### THE PROBLEM
Please print every record below exactly as it appears.

(Data records)
____________________
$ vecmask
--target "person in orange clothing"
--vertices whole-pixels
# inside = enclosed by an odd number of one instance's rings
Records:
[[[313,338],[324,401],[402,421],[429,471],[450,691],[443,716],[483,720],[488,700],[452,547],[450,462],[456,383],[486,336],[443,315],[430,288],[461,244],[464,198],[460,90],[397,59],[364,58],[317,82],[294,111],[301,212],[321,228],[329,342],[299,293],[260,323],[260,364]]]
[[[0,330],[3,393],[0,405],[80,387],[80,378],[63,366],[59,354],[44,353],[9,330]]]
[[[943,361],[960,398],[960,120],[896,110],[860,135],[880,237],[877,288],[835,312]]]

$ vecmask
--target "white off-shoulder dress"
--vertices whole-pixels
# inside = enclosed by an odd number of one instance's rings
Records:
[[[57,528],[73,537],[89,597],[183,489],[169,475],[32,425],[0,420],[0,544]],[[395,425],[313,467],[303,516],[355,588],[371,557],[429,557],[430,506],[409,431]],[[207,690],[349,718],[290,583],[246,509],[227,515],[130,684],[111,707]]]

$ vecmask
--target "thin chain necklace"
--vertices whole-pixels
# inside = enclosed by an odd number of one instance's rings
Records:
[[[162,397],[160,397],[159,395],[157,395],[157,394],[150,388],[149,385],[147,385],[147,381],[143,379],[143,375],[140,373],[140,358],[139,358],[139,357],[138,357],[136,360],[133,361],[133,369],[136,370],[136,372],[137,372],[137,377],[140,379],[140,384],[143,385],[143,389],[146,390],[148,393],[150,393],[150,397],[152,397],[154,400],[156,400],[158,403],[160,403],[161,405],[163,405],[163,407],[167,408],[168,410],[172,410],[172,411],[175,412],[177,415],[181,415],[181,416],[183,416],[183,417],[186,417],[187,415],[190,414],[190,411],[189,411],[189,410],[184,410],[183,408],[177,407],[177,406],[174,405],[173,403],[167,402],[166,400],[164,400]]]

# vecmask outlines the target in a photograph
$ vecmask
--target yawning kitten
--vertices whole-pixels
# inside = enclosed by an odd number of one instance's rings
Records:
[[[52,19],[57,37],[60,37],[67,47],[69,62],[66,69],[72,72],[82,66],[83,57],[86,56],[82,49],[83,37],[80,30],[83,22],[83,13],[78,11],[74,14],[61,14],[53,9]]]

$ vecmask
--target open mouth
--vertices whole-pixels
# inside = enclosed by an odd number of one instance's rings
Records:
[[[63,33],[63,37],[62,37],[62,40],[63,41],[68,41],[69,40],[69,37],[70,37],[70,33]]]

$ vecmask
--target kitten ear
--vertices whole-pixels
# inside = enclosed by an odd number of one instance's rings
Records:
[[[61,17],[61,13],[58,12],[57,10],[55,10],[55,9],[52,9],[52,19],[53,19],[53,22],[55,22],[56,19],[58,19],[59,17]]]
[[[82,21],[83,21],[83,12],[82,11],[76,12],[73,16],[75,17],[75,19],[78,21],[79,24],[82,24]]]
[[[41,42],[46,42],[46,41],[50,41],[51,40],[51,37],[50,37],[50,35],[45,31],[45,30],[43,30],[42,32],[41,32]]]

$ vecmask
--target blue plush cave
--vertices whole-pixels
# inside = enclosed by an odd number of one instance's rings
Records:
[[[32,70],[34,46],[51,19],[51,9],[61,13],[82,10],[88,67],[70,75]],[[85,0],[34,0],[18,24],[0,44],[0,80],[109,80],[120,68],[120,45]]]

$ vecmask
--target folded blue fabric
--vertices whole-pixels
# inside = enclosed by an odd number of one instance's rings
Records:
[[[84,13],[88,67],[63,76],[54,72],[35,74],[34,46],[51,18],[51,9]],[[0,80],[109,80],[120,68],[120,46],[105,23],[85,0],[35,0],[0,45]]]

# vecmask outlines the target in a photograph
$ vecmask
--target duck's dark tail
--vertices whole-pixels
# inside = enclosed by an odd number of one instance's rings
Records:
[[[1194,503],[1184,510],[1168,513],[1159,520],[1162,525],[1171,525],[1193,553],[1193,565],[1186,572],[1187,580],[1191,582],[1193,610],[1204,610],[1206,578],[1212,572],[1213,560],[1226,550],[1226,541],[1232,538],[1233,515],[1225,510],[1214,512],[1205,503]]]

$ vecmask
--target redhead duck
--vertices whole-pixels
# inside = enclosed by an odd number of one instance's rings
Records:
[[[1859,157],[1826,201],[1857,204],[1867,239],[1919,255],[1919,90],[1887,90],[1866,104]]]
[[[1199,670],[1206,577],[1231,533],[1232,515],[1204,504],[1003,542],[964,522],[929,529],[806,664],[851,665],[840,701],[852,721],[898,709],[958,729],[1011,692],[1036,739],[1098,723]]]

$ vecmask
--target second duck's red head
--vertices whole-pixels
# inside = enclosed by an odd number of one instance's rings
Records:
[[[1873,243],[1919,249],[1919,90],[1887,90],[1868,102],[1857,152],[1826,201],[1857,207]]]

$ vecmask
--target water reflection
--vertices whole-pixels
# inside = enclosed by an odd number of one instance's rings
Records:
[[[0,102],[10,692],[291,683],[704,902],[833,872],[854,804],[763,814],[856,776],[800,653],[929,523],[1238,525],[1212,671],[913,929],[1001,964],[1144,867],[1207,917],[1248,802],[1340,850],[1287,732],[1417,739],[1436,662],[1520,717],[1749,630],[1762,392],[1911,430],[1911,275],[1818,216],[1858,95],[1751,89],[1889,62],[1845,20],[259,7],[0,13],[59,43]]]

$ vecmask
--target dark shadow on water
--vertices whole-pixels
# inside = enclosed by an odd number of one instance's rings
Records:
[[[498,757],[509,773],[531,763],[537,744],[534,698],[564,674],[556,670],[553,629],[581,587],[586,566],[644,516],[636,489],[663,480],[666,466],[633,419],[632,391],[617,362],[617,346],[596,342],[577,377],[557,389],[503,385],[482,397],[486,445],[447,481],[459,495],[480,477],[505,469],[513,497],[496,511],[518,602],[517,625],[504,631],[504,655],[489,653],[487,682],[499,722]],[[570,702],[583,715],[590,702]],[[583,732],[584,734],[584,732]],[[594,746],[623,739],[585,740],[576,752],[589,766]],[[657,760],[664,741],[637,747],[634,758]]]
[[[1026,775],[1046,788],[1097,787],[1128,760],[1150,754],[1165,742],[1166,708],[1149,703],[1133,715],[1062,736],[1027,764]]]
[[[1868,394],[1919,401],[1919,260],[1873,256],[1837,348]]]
____________________
### RESPONSE AREA
$ vecmask
--target "person in orange clothing"
--vertices whole-pixels
# inside = enclosed by an odd number of one instance's rings
Records:
[[[313,338],[324,401],[402,421],[429,471],[450,691],[443,716],[483,720],[488,700],[452,547],[450,462],[456,383],[486,336],[443,315],[430,288],[461,244],[464,198],[460,90],[397,59],[364,58],[317,82],[294,111],[301,212],[321,228],[329,342],[299,293],[260,323],[260,364]]]
[[[0,330],[3,393],[0,405],[80,387],[80,378],[63,366],[59,354],[44,353],[9,330]]]
[[[943,361],[960,398],[960,120],[896,110],[860,135],[880,237],[877,288],[835,312]]]

$ vecmask
--target "white off-shoulder dress"
--vertices whole-pixels
# inside = enclosed by an odd number of one instance's rings
Records:
[[[57,528],[73,537],[89,597],[183,489],[169,475],[32,425],[0,420],[0,544]],[[395,425],[313,467],[303,516],[355,588],[371,557],[429,557],[430,506],[409,431]],[[207,690],[349,718],[290,583],[246,509],[227,515],[130,684],[111,707]]]

$ vecmask
--target "thin chain necklace"
--vertices whole-pixels
# inside = enclosed by an odd number of one instance's rings
Records:
[[[162,397],[160,397],[159,395],[157,395],[157,394],[150,388],[149,385],[147,385],[147,381],[143,379],[143,375],[140,373],[140,358],[139,358],[139,357],[138,357],[136,360],[133,361],[133,369],[136,370],[136,372],[137,372],[137,377],[140,379],[140,384],[143,385],[143,389],[146,390],[148,393],[150,393],[150,397],[152,397],[154,400],[156,400],[158,403],[160,403],[161,405],[163,405],[163,407],[167,408],[168,410],[172,410],[172,411],[175,412],[177,415],[181,415],[181,416],[183,416],[183,417],[186,417],[187,415],[190,414],[190,411],[189,411],[189,410],[184,410],[183,408],[177,407],[177,406],[174,405],[173,403],[167,402],[166,400],[164,400]]]

# vecmask outlines the target in a photograph
$ vecmask
--target yawning kitten
--vertices whole-pixels
# inside = enclosed by an odd number of one instance's rings
Records:
[[[52,19],[57,37],[60,37],[67,47],[69,62],[66,69],[72,72],[82,66],[83,57],[86,56],[82,49],[83,37],[80,30],[83,22],[83,13],[78,11],[74,14],[61,14],[53,9]]]

$ vecmask
--target open mouth
--vertices whole-pixels
# inside = enclosed by an odd number of one instance's rings
Records:
[[[63,33],[63,37],[62,37],[62,40],[63,41],[68,41],[69,40],[69,37],[70,37],[70,33]]]

$ vecmask
--target kitten ear
--vertices whole-pixels
# inside = enclosed by an odd number of one instance's rings
Records:
[[[61,17],[61,13],[58,12],[57,10],[55,10],[55,9],[52,9],[52,19],[53,19],[53,22],[55,22],[56,19],[58,19],[59,17]]]
[[[82,21],[83,21],[83,12],[82,11],[76,12],[73,16],[75,17],[75,19],[78,21],[79,24],[82,24]]]
[[[41,42],[46,42],[46,41],[50,41],[51,40],[51,37],[50,37],[50,35],[45,31],[45,30],[43,30],[42,32],[41,32]]]

$ vecmask
--target blue plush cave
--vertices whole-pixels
# inside = enclosed by an odd number of one instance's rings
Records:
[[[32,70],[34,46],[51,19],[51,9],[61,13],[82,10],[88,67],[70,75]],[[85,0],[34,0],[18,24],[0,44],[0,80],[109,80],[120,68],[120,45]]]

$ vecmask
--target folded blue fabric
--vertices whole-pixels
# inside = enclosed by an odd number of one instance's rings
Records:
[[[84,13],[88,67],[63,76],[54,72],[35,74],[34,46],[51,18],[51,9]],[[0,80],[109,80],[120,68],[120,46],[105,23],[85,0],[35,0],[0,45]]]

# vecmask outlines the target in a photograph
$ vecmask
--target duck's dark tail
--vertices whole-pixels
# inside = enclosed by an odd number of one instance's rings
Records:
[[[1194,503],[1184,510],[1168,513],[1159,520],[1162,525],[1171,525],[1193,553],[1193,565],[1186,572],[1187,580],[1191,582],[1193,610],[1204,610],[1206,578],[1212,572],[1213,560],[1226,550],[1226,541],[1232,538],[1233,515],[1225,510],[1214,512],[1205,503]]]

$ vecmask
--target redhead duck
--vertices whole-pixels
# inside = enclosed by an odd number of one instance's rings
Records:
[[[1859,157],[1826,201],[1857,204],[1867,239],[1919,255],[1919,90],[1887,90],[1866,104]]]
[[[1199,670],[1206,577],[1231,533],[1232,515],[1204,504],[1003,542],[964,522],[929,529],[806,664],[851,665],[840,701],[852,721],[898,709],[958,729],[1011,692],[1036,739],[1098,723]]]

$ vecmask
--target second duck's red head
--vertices whole-pixels
# inside = enclosed by an odd number of one instance's rings
Records:
[[[1873,243],[1919,249],[1919,90],[1887,90],[1868,102],[1857,152],[1826,201],[1857,207]]]

$ vecmask
--target water reflection
--vertices whole-pixels
# inside = enclosed by an odd number of one instance's rings
Records:
[[[0,102],[10,692],[291,683],[704,902],[833,872],[854,804],[763,814],[856,776],[800,653],[929,523],[1238,525],[1212,671],[913,929],[1001,964],[1144,867],[1207,917],[1248,802],[1340,850],[1287,732],[1417,739],[1436,662],[1520,717],[1749,630],[1762,392],[1911,430],[1911,275],[1818,216],[1858,95],[1751,89],[1889,62],[1845,20],[259,7],[0,13],[59,43]]]

$ vecmask
--target dark shadow on water
--vertices whole-pixels
# inside = enclosed by an odd number of one instance's rings
Records:
[[[498,757],[509,773],[531,763],[537,744],[534,698],[564,674],[556,670],[553,629],[581,587],[586,566],[644,516],[636,489],[663,480],[666,466],[633,419],[632,391],[617,362],[617,346],[596,342],[577,377],[557,389],[503,385],[482,397],[486,445],[447,481],[459,495],[480,477],[505,469],[513,497],[496,511],[518,602],[517,625],[504,631],[504,655],[489,653],[487,682],[499,722]],[[570,702],[583,715],[590,702]],[[583,732],[584,734],[584,732]],[[594,746],[623,739],[585,740],[576,752],[589,766]],[[657,760],[664,741],[637,747],[634,758]]]
[[[1026,775],[1046,788],[1097,787],[1128,760],[1150,754],[1165,742],[1166,708],[1149,703],[1133,715],[1062,736],[1027,764]]]
[[[1868,394],[1919,401],[1919,260],[1873,256],[1837,348]]]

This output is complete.